▶ What you need to do
The lines to find are those in the entries that hold the word "building"; copy every one of them.

[[ Material for this task, beginning ]]

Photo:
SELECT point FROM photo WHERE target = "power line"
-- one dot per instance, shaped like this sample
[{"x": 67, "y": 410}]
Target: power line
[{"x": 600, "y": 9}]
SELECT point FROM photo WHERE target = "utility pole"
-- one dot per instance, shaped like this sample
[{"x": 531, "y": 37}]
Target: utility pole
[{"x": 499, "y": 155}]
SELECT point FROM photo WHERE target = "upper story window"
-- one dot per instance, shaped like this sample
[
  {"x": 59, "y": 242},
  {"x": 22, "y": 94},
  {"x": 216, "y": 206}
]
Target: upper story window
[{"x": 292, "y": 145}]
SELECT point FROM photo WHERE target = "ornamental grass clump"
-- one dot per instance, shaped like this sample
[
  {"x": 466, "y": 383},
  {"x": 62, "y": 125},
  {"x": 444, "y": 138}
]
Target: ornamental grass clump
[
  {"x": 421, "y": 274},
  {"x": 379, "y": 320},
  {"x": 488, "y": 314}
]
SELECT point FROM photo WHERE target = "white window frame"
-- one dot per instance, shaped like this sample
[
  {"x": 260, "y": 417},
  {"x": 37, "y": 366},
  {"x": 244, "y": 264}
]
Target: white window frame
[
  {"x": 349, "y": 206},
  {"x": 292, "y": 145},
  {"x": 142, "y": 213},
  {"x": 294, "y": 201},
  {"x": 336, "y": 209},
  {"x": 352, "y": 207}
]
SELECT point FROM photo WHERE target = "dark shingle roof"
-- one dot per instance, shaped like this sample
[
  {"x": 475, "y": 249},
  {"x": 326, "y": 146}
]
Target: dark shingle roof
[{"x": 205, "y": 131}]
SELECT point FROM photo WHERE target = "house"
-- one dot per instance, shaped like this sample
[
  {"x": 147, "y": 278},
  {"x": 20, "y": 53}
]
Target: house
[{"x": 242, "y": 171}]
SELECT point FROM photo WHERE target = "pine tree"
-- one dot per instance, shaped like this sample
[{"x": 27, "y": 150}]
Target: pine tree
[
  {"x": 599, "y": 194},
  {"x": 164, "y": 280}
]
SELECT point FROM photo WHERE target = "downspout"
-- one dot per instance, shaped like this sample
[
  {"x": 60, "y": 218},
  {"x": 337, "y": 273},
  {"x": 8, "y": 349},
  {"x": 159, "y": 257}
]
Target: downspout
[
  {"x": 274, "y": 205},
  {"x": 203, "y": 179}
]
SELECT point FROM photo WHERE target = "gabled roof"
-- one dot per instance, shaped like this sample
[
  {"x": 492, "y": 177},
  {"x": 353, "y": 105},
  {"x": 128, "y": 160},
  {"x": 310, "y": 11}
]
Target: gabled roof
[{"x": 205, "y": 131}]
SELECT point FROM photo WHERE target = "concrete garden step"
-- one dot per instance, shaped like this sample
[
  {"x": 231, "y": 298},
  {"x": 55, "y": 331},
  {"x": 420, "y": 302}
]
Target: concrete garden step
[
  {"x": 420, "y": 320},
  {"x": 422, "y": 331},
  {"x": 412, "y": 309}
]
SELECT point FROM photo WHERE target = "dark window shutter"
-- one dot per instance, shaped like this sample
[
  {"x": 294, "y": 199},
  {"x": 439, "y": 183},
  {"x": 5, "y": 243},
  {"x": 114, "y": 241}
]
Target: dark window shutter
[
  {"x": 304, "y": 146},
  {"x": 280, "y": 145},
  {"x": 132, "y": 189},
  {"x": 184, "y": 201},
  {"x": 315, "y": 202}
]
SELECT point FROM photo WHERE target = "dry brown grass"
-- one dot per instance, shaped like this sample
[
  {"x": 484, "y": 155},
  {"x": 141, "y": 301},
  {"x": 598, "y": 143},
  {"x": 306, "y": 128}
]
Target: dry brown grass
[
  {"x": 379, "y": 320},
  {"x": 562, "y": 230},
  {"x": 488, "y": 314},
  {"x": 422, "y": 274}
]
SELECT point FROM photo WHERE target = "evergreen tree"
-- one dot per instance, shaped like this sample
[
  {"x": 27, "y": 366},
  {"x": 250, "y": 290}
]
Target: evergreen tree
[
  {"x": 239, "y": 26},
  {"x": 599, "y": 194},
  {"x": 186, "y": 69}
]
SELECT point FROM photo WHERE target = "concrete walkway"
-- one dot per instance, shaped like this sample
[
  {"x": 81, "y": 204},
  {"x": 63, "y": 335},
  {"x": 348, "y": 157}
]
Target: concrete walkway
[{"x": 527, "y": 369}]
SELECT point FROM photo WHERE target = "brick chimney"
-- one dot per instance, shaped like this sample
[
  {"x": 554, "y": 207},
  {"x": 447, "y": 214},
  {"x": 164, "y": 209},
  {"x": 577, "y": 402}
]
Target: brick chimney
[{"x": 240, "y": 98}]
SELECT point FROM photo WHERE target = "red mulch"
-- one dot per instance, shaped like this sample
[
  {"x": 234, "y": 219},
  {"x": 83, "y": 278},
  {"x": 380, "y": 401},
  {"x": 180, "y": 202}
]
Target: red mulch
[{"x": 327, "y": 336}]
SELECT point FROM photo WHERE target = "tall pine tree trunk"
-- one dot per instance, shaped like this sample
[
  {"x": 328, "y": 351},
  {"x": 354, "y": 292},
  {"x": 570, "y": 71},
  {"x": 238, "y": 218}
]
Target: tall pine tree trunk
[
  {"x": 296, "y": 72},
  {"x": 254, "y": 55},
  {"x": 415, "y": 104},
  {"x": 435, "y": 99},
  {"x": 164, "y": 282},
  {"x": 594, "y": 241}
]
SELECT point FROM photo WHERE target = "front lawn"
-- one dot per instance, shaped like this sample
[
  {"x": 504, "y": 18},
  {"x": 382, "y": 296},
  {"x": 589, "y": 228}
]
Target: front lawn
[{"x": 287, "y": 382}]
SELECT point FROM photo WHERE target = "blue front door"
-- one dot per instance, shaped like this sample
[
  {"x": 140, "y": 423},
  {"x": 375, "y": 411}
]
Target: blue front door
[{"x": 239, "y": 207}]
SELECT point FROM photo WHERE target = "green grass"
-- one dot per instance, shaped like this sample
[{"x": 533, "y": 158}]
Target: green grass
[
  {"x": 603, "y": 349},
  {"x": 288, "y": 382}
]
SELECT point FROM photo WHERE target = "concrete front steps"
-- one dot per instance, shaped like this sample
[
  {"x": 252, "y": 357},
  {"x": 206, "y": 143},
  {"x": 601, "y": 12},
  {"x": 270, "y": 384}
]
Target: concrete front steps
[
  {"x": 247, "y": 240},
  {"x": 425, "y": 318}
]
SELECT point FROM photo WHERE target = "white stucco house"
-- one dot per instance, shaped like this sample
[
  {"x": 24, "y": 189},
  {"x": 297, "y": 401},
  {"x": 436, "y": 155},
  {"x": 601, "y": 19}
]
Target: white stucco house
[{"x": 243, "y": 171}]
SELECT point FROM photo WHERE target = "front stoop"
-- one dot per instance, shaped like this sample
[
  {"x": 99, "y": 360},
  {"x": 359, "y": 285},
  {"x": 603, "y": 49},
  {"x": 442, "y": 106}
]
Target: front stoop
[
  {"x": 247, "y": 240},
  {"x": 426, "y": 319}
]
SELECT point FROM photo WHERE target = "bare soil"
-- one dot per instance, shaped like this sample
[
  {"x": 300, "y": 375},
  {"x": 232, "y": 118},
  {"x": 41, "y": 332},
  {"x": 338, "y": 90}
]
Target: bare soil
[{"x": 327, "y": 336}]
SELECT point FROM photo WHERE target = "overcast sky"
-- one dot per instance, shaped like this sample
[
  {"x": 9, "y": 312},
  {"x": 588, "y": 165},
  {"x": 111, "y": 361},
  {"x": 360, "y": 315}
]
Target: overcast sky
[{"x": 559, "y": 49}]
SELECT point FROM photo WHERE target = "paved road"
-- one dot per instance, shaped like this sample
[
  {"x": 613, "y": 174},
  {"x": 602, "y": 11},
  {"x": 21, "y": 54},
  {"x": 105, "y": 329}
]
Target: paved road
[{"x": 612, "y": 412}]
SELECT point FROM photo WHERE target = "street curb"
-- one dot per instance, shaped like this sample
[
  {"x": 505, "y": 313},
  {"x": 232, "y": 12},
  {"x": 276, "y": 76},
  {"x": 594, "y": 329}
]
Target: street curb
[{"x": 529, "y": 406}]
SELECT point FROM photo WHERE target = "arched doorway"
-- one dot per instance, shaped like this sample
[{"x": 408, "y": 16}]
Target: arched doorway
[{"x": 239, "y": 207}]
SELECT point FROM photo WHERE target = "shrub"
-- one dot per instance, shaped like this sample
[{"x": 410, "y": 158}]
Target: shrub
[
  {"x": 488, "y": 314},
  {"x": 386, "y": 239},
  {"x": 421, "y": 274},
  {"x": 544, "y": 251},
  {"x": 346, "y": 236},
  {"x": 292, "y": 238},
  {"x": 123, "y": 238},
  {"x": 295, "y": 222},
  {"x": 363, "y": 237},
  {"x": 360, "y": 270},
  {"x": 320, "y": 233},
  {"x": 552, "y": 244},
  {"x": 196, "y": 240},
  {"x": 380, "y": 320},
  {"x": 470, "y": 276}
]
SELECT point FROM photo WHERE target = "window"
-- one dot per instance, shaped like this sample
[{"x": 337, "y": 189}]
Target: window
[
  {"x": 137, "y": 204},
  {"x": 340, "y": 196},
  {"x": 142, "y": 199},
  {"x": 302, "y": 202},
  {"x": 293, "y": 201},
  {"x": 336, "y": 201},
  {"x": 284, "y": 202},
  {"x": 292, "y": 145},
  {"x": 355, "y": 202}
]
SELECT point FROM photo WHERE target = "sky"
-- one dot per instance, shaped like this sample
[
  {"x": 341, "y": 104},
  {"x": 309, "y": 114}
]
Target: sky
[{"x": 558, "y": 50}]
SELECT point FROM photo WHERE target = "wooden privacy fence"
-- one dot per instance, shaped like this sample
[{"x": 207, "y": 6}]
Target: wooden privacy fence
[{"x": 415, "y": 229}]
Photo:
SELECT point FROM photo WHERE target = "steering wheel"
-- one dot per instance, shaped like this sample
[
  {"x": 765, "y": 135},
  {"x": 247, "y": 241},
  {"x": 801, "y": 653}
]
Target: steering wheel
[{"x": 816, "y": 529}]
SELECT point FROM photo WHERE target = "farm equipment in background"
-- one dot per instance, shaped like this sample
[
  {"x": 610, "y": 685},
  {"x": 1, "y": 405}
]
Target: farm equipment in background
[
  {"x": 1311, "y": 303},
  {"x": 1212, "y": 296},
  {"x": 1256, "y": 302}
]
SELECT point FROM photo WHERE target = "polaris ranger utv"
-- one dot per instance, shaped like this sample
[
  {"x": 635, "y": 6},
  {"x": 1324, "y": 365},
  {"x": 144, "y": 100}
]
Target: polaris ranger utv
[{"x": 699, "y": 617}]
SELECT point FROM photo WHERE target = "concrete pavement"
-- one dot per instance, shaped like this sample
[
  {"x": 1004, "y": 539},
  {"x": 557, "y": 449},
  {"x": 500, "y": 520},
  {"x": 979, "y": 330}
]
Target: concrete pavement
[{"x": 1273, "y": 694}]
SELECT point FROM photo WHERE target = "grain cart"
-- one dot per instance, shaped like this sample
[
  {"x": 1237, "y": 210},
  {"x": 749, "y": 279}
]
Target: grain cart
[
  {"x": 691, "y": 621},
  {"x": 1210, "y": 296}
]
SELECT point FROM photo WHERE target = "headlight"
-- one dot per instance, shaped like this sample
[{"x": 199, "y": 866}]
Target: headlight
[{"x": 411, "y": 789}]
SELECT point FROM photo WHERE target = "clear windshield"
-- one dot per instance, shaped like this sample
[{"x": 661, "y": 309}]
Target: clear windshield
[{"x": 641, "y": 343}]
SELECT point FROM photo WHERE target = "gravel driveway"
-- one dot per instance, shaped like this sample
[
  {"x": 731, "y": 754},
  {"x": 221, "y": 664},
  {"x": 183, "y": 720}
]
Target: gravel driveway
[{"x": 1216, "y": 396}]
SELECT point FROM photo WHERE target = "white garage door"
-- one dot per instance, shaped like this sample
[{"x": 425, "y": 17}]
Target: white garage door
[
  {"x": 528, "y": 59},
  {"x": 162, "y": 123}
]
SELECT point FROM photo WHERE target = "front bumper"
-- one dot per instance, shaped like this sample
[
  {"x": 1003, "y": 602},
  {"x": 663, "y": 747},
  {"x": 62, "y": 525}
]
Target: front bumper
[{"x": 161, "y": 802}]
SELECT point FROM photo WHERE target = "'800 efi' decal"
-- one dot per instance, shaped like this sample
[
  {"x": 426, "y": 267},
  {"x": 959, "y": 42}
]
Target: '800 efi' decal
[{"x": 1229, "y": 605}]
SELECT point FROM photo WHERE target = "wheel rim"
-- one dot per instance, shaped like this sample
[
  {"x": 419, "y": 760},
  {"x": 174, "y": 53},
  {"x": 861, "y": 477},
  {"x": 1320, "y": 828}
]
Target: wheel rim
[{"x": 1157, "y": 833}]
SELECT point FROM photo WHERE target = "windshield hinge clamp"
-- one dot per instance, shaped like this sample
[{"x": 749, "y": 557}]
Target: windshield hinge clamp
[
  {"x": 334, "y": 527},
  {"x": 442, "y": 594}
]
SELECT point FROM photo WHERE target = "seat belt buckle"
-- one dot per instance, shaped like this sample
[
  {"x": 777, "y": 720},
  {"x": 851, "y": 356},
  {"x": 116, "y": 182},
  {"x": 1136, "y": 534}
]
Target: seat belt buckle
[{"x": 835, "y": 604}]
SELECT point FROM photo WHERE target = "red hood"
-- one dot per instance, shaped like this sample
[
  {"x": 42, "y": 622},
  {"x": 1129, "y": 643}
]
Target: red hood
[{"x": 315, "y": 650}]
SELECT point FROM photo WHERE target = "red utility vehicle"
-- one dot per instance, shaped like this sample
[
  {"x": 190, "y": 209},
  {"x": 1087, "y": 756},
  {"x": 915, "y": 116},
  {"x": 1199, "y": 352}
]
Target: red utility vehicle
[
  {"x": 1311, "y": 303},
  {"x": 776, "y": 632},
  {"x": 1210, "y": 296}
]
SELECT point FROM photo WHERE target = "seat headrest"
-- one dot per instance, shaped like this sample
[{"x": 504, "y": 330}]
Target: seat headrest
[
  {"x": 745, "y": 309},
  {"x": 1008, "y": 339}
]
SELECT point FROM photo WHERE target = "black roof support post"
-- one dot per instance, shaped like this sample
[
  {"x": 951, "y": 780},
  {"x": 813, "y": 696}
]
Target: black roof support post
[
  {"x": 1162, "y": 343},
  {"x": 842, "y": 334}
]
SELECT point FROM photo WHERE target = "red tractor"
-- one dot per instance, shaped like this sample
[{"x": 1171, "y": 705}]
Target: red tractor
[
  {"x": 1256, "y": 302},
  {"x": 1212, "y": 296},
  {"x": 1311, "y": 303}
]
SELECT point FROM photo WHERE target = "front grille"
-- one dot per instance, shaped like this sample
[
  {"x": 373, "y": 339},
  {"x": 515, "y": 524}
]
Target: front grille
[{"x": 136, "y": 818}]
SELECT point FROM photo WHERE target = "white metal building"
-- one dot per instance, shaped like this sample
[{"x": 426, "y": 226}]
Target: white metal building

[[ Material for this task, end ]]

▶ Your response
SELECT point FROM photo WHERE target = "white metal building"
Target: white metal building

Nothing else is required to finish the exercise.